[Provided passage]:
▼▼▼

The superconducting accelerator in Darmstadt
The electrons are released from a hot metal plate under high voltage in a thermionic electron source. Foto: Jan-Christoph Hartung
At the electron accelerator in Darmstadt, physicists are studying in the laboratory aspects of the extreme conditions in our Universe. In the process, they have successfully developed an efficient technology that reuses energy for particle acceleration. The particle accelerator plays a key role in the ELEMENTS cluster project led jointly by Goethe University Frankfurt and the Technical University of Darmstadt.
If you walk across the Stadtmitte campus of the Technical University of Darmstadt, the Institute for Nuclear Physics is not particularly impressive at first glance. A grey building from the 1950s, bare concrete, a lot of windows. Inside, linoleum flooring and rows of identical doors. Behind one of these doors, however, is an imposing room with lots of monitors and control panels, their countless lights and switches reminiscent of a science fiction film from the last century. It is both the control room and the entrance to a huge facility located in the institute’s basement. You must go down a fleet of stairs then venture through a concrete door weighing 15 tons – and are rewarded with an awe-inspiring sight: a vast hall full of technical apparatus, stainless steel tubes and cables. It houses the “Superconducting Darmstadt Linear Accelerator”, in short S-DALINAC, which was once Europe’s first recirculating superconducting linear accelerator.

▲▲▲

[Dataset]:

▼▼▼

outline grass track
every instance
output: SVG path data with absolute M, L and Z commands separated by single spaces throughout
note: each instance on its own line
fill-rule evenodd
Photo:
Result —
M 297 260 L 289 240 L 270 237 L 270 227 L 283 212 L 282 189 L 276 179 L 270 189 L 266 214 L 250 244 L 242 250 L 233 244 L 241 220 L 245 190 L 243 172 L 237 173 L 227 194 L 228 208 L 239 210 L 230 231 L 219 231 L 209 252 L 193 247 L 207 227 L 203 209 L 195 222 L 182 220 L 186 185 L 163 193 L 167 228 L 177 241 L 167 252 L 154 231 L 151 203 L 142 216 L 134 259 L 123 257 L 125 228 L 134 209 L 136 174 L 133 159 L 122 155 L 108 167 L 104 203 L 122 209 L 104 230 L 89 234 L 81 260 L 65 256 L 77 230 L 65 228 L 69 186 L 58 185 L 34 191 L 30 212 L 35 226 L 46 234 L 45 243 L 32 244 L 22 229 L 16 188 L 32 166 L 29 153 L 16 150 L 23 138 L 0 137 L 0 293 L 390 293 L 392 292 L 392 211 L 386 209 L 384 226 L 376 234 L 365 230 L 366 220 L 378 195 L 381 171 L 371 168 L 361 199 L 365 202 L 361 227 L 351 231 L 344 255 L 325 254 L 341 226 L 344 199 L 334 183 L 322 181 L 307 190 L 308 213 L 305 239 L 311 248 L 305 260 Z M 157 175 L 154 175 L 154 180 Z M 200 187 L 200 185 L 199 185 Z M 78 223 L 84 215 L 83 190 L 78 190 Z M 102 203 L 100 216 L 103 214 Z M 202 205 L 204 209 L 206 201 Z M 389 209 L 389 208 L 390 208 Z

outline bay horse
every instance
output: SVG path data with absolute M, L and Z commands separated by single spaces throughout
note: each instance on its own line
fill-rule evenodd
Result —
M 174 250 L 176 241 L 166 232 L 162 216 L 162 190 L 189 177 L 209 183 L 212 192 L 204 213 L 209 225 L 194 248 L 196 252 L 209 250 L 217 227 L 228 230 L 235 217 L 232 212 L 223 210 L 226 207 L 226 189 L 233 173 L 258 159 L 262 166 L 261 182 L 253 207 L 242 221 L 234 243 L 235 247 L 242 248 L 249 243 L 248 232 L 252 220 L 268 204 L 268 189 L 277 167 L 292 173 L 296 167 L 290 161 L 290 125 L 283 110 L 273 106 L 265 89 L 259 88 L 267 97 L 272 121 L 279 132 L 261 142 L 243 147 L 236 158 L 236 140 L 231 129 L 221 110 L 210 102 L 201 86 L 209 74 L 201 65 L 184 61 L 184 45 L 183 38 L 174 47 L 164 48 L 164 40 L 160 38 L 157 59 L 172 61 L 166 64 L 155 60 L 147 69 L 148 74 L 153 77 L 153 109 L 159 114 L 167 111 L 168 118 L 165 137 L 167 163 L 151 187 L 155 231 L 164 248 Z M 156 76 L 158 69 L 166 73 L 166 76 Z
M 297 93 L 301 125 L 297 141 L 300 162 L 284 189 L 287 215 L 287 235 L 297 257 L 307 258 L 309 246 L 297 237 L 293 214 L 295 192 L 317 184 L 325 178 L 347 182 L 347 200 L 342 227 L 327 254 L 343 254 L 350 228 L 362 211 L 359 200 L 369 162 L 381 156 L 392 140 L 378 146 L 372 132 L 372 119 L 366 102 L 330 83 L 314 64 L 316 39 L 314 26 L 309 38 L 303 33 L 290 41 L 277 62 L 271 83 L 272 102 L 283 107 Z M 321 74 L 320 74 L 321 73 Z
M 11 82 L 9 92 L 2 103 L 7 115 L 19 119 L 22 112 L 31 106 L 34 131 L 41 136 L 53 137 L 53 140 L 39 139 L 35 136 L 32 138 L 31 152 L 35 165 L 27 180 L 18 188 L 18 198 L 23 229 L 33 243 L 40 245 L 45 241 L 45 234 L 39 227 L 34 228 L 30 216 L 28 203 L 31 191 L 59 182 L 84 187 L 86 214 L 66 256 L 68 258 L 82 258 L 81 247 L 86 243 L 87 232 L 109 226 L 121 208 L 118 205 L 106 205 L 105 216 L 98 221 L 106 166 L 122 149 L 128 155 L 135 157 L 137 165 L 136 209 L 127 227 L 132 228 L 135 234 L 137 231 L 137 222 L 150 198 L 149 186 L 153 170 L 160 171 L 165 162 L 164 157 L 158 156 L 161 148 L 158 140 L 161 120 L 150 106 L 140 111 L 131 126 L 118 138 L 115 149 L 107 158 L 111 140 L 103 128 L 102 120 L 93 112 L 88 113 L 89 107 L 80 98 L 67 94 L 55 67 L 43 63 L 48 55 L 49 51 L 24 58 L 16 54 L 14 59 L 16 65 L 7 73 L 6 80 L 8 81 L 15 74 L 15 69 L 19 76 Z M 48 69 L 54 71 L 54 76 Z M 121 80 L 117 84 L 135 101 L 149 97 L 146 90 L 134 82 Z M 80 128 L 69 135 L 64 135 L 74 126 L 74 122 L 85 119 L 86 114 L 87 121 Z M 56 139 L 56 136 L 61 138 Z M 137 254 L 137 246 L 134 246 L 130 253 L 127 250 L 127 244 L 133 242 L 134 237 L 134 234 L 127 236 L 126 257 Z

▲▲▲

[Task item A]: According to the passage on the Darmstadt accelerator, why does the Institute for Nuclear Physics not seem very impressive at first glance? Answer in one to three sentences.
[Task item B]:
Answer these questions using the passage on the Darmstadt accelerator:
(i) In the thermionic electron source, what are the electrons released from?
(ii) Which two universities jointly lead the ELEMENTS cluster project?
(iii) How much does the concrete door leading to the accelerator hall weigh?

[Output A]: From the outside, it is a grey building from the 1950s made of bare concrete with a lot of windows. Inside, there is linoleum flooring and rows of identical doors.

[Output B]:
(i) A hot metal plate under high voltage.
(ii) Goethe University Frankfurt and the Technical University of Darmstadt.
(iii) 15 tons.